Written instruction |
Can you output the records below exactly as they are written?

-- start Entries supplied --

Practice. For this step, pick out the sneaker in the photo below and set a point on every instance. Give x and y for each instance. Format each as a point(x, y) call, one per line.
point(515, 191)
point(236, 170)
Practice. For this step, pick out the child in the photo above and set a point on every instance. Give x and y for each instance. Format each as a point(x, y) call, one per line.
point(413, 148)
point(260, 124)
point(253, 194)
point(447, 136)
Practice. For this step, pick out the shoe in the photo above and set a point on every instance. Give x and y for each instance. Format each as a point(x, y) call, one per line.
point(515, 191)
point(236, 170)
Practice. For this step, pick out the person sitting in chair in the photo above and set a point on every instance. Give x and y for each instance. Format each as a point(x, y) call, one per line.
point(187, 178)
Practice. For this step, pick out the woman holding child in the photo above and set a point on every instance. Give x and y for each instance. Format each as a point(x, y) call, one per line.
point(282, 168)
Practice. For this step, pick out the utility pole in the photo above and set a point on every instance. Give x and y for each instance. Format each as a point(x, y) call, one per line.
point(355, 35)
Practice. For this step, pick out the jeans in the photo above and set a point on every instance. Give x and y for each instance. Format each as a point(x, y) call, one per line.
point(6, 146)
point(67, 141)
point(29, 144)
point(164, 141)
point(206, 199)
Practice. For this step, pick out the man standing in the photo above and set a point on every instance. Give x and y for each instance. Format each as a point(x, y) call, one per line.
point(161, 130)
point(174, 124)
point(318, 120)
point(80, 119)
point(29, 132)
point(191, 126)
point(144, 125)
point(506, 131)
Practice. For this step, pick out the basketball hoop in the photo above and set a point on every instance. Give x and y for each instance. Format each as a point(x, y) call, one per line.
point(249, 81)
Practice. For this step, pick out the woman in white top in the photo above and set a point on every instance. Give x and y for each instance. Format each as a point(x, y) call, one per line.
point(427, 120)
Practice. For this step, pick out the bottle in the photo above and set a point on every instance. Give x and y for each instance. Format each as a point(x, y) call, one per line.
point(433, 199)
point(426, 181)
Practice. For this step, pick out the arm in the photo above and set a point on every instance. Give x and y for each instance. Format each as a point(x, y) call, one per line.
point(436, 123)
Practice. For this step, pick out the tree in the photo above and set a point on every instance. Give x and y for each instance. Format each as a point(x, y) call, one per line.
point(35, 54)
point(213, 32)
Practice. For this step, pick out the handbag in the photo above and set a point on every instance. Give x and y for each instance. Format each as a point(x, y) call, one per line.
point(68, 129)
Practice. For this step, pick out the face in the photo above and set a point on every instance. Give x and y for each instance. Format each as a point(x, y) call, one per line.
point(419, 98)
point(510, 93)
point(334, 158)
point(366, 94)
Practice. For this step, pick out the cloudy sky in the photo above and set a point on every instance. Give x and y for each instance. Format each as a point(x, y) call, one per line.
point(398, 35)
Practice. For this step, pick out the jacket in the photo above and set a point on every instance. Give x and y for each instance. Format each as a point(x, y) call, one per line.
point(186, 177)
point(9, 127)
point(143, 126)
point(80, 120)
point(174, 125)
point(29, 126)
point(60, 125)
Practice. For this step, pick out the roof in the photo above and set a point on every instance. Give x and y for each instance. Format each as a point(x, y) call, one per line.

-- end Entries supplied --

Reply |
Practice. For this step, pick out the sneaker in the photo below and set a point on every instance. Give x and y for each instance. Format each as a point(x, y) call, one per line.
point(515, 191)
point(236, 170)
Practice. For this step, pick out the child in the photo above and set a point on every instance. Give x and y for each instance. Format each as a point(x, y) call, one per line.
point(413, 148)
point(260, 124)
point(253, 194)
point(447, 136)
Practice. For this step, pick out the shoe in the photo above and set a point on every instance. Give x and y for each instance. Format each as a point(x, y) call, one per line.
point(515, 191)
point(236, 170)
Practice. For this step, pick out the person sitting in chair in the photo above and set a point on every instance. Give x and y for each instance. Format each as a point(x, y) call, one per line.
point(187, 178)
Practice. For this step, pick out the woman holding child in the photo above and set a point on every instance. Give x and y for each instance. Format each as a point(x, y) call, one per line.
point(282, 168)
Practice. For this step, pick out the utility pole in the photo above and set a point on every instance. Give x and y for each instance. Format each as a point(x, y) call, one per line.
point(355, 35)
Practice. For this step, pick out the jeans in the photo above and set a point on every instance. Give x and y for each instance. Format each as a point(x, y) call, one per line.
point(6, 146)
point(67, 141)
point(29, 144)
point(164, 141)
point(206, 199)
Practice. For this step, pick out the man standing in the photo above and set a point on every instance. Give x and y for each instance. Format each as a point(x, y) call, one per line.
point(161, 130)
point(174, 124)
point(318, 120)
point(80, 119)
point(29, 132)
point(191, 126)
point(144, 125)
point(506, 131)
Practice. For this step, pick out the basketball hoop in the photo above and set a point on every instance. Give x and y for each instance. Format each as a point(x, y) call, one per line.
point(249, 81)
Practice. For this step, pick out the woman in white top in the photo above and set a point on every instance. Give x and y for each instance. Format each as a point(x, y) call, one per line.
point(427, 120)
Practice. For this step, pick out the bottle in the photo above and set a point on every instance. Give x and y for each instance. Format each as a point(x, y) call, one per line.
point(433, 199)
point(426, 181)
Practice. For this step, pick out the arm in the photo above and set a point on every instance. Give x and y for each instance. Format each as a point(x, y) call, one per line.
point(436, 123)
Practice. For this step, pick out the tree in the photo above and set a point on every instance. Give x and y for each instance. Format each as a point(x, y) call, one per line.
point(35, 54)
point(213, 32)
Practice. For this step, pick out the handbag in the photo above and set a point on every instance. Give x and y for each instance. Format each as a point(x, y) call, one per line.
point(68, 129)
Practice. For this step, pick out the face in the photo above and set a point on every instance. Give x and y for each instance. Format each as a point(x, y) call, one per line.
point(419, 98)
point(510, 93)
point(334, 158)
point(366, 94)
Practice. For this step, pick out the cloudy sky in the photo above and set a point on every instance. Give x and y for each instance. Format each as a point(x, y) call, one per line.
point(398, 35)
Practice. For this step, pick out the jacket in the photo above and set a point on every instance. Give x and y for each instance. Format each as a point(x, y) call, one per line.
point(186, 177)
point(9, 127)
point(143, 126)
point(80, 120)
point(174, 125)
point(29, 126)
point(60, 125)
Practice. For this step, pick out the roof in the photo above and set a point on every instance. Give x and y for each instance. Format each as a point(x, y) call, one per line.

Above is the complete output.